Segment Open

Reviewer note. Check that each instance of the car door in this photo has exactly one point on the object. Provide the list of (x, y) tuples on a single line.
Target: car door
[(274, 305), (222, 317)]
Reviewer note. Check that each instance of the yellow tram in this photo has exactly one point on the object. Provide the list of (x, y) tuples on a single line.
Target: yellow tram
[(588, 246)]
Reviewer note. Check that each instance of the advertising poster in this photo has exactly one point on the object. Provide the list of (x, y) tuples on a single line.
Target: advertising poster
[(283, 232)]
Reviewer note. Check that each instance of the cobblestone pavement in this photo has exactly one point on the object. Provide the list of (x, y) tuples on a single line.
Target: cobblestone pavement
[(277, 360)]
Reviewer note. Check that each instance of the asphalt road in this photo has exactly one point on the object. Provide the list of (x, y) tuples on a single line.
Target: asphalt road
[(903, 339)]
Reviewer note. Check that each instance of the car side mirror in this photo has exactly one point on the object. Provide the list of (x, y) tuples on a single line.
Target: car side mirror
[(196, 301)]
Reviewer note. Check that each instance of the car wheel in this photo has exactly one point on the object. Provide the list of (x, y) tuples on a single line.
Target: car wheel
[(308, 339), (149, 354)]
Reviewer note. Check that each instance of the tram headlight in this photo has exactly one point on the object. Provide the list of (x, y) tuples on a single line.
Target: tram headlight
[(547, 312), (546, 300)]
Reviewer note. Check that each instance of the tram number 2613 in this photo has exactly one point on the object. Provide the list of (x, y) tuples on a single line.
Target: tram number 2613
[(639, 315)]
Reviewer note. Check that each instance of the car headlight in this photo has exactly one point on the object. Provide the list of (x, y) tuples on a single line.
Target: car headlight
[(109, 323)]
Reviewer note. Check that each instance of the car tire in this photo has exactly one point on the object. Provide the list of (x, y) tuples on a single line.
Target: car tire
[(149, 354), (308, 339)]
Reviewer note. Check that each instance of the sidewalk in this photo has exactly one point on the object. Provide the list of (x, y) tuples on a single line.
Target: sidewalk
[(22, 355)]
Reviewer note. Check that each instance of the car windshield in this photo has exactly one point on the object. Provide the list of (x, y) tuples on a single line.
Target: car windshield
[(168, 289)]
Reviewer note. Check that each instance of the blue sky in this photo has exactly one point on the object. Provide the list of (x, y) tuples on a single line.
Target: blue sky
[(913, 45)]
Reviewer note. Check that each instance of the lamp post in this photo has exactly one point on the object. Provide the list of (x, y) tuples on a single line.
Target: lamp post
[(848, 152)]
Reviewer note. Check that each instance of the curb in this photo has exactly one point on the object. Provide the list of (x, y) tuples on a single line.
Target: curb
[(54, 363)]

Segment Closed

▶ [About this exercise]:
Copy each line of the entries exactly.

▶ [Completed exercise]:
Reviewer note. Check that each instance of the car door in this photo has exactly one point on the object. Provide the list of (x, y) tuples on a single line.
Target: car door
[(274, 305), (222, 317)]
Reviewer note. Check that each instance of the yellow tram in this photo has exactly one point on the object. Provide the list of (x, y) tuples on a single line.
Target: yellow tram
[(588, 246)]
Reviewer note. Check that each instance of the advertising poster in this photo has exactly one point on the object. Provide the list of (x, y) tuples on a single line.
Target: advertising poster
[(283, 232)]
Reviewer note. Check that each instance of the cobblestone pavement in this photo has exactly one point on the object. Provide the list of (x, y) tuples on a single line.
Target: cobblestone pavement
[(277, 360)]
Reviewer note. Check that each instance of the asphalt road in this photo has exactly one point on the object. Provide the list of (x, y) tuples on a single line.
Target: asphalt road
[(903, 339)]
Reviewer note. Check that each instance of the car side mirror in this photo has exactly one point on the object. Provide the list of (x, y) tuples on a single line.
Target: car side mirror
[(196, 301)]
Reviewer note. Check that each instance of the car wheel in this photo has exactly one point on the object. Provide the list of (x, y) tuples on a single line.
Target: car wheel
[(308, 339), (149, 354)]
Reviewer note. Check that each instance of the tram headlight in this photo has exactly one point on the object. Provide the list of (x, y) tuples on a single line.
Target: tram headlight
[(547, 312), (546, 300)]
Reviewer note. Check that each instance of the tram number 2613 in this photo has exactly one point on the object. Provide the list of (x, y) tuples on a single line.
Target: tram number 2613
[(639, 315)]
Reviewer note. Check that each instance of the car headlight in this photo has exactly one point on the object. Provide the list of (x, y) tuples on a single line.
Target: car headlight
[(109, 323)]
Reviewer note. Check that each instance of the car tire in this photo has exactly one point on the object. Provide the list of (x, y) tuples on a single line.
Target: car tire
[(149, 354), (308, 339)]
Reviewer note. Check that each instance of the sidewalk in this photo has exactly one point on the object. Provide the list of (x, y) tuples on a single line.
Target: sidewalk
[(22, 355)]
Reviewer note. Check that each instance of the car windshield in this photo has exactly one point on the object. Provide the list of (x, y) tuples on a single line.
Target: car windshield
[(168, 289)]
Reviewer note. Check that each instance of the blue sky in this photo has exactly one point on the object. Provide the list of (x, y) tuples on a single line.
Target: blue sky
[(913, 45)]
Reviewer note. Check that each instance of the lamp post in this photo has exactly one point on the object. Provide the list of (x, y) tuples on a single line.
Target: lamp post
[(848, 152)]
Reviewer note. Check that each instance of the curb in this photo has exactly one point on the object. Provide the list of (x, y) tuples on a single line.
Target: curb
[(54, 363)]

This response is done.